Goal
Reproduce everything from the line containing "Exercise. Point out the small" down to the end of the entries below, switching "Recorded points" to "Marked points" and leaving all else unchanged.

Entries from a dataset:
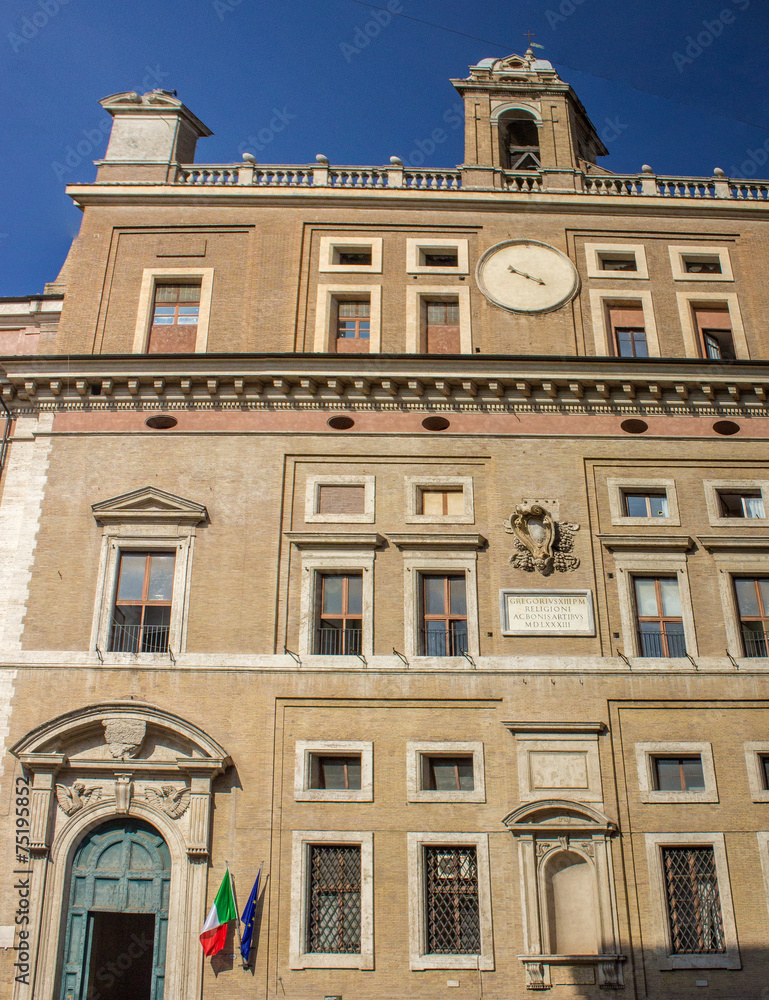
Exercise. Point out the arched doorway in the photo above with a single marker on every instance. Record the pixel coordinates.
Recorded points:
(115, 943)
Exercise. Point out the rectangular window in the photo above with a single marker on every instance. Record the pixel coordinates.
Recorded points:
(753, 603)
(142, 612)
(441, 502)
(693, 902)
(660, 625)
(447, 774)
(334, 911)
(742, 504)
(442, 327)
(339, 621)
(335, 772)
(175, 314)
(715, 330)
(451, 894)
(353, 327)
(646, 504)
(444, 616)
(679, 774)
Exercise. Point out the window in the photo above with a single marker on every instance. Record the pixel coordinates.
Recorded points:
(142, 612)
(441, 327)
(339, 617)
(693, 903)
(444, 615)
(749, 504)
(339, 499)
(439, 256)
(174, 311)
(447, 771)
(450, 911)
(332, 900)
(701, 263)
(350, 253)
(660, 623)
(678, 774)
(439, 500)
(333, 771)
(646, 504)
(353, 327)
(175, 314)
(753, 604)
(616, 260)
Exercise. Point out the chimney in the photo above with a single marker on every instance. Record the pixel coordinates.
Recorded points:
(151, 135)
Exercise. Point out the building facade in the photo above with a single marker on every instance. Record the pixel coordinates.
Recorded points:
(405, 532)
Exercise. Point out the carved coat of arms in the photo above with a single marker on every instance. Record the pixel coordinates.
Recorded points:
(541, 542)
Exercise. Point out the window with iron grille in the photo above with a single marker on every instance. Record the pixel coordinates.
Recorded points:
(693, 902)
(334, 912)
(451, 895)
(753, 602)
(142, 613)
(660, 624)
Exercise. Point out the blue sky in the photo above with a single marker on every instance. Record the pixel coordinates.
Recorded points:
(680, 85)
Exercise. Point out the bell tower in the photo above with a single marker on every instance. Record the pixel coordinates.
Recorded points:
(522, 119)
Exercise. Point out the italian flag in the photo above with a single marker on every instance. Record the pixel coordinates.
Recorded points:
(214, 932)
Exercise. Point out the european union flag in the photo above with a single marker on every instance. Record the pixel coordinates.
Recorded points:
(249, 915)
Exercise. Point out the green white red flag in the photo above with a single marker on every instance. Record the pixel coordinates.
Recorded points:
(214, 932)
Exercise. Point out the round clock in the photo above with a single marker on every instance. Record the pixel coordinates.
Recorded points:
(527, 276)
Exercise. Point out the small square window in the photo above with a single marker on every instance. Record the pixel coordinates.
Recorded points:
(746, 504)
(679, 774)
(646, 504)
(447, 774)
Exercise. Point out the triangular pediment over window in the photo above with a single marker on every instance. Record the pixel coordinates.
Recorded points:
(149, 505)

Solution for this task
Exercise. Point out the small square window in the photo above with a single marker on every instance. Record the pixel coordinates.
Marked points:
(746, 504)
(679, 774)
(646, 504)
(447, 774)
Exercise. Point out the triangular pediment over window in the photo above with a single marker on every instance. Record the pixel coordinates.
Marked points:
(149, 505)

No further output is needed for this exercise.